Now that you've explored the data, you'll create a line chart for the dissolved oxygen levels. A line chart is a type of graph that shows how a value changes over time. Your line chart will show how the average dissolved oxygen level of the entire bay changed during 2014 and 2015.

Setting SampleDate as the Date or Number variable field specifies that the date and time each DissolvedO2 measurement was taken is plotted on the horizontal x-axis of the line chart.

  1. In the Contents pane, right-click DissolvedO2, point to Create Chart, and choose Line Chart.

    Create a line chart

    The Chart Properties - DissolvedO2 and the Dissolved02 – Chart of DissolvedO2 panes appear.

  2. In the Chart Properties pane, on the Data tab, for Date or Number, choose SampleDate. For Aggregation, choose Mean.

    Provide the Date or Number parameter

  3. Under Numeric field(s), click Select. Check MeasureValue and click Apply.

    Set the Fields parameter

    The chart now shows the average (mean) of the dissolved oxygen measurements for each date.

_Source material_
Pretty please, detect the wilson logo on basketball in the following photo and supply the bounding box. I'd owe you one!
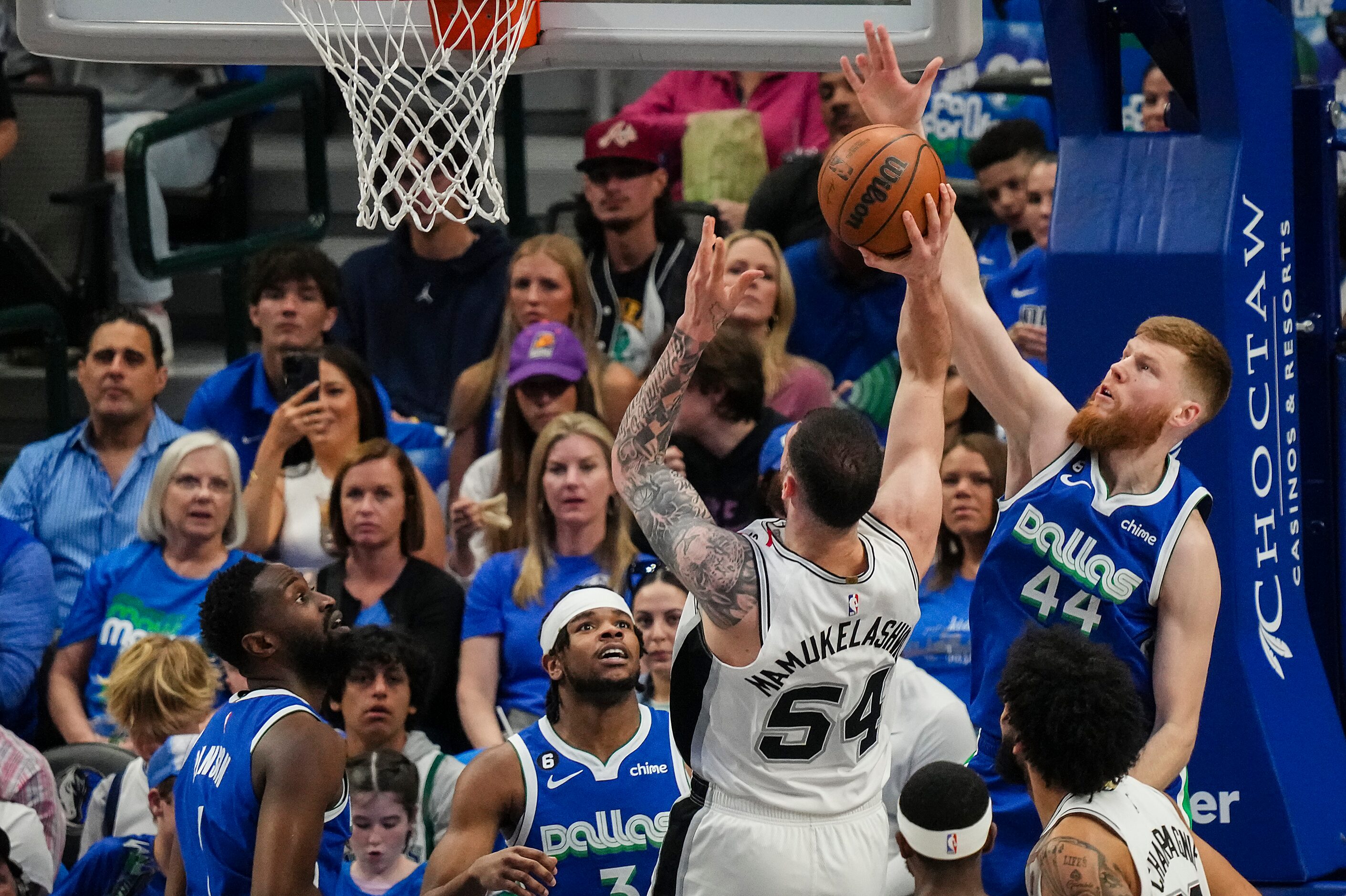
[845,156,907,229]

_Required tasks_
- a) From the line chart steps, write out the passage that begins at the words "Now that you've" and stops after the words "DissolvedO2 panes appear.".
- b) In the line chart steps, which option is chosen for Aggregation?

_Task-by-task solutions_
- a)
Now that you've explored the data, you'll create a line chart for the dissolved oxygen levels. A line chart is a type of graph that shows how a value changes over time. Your line chart will show how the average dissolved oxygen level of the entire bay changed during 2014 and 2015.

Setting SampleDate as the Date or Number variable field specifies that the date and time each DissolvedO2 measurement was taken is plotted on the horizontal x-axis of the line chart.

  1. In the Contents pane, right-click DissolvedO2, point to Create Chart, and choose Line Chart.

    Create a line chart

    The Chart Properties - DissolvedO2 and the Dissolved02 – Chart of DissolvedO2 panes appear.

- b) Mean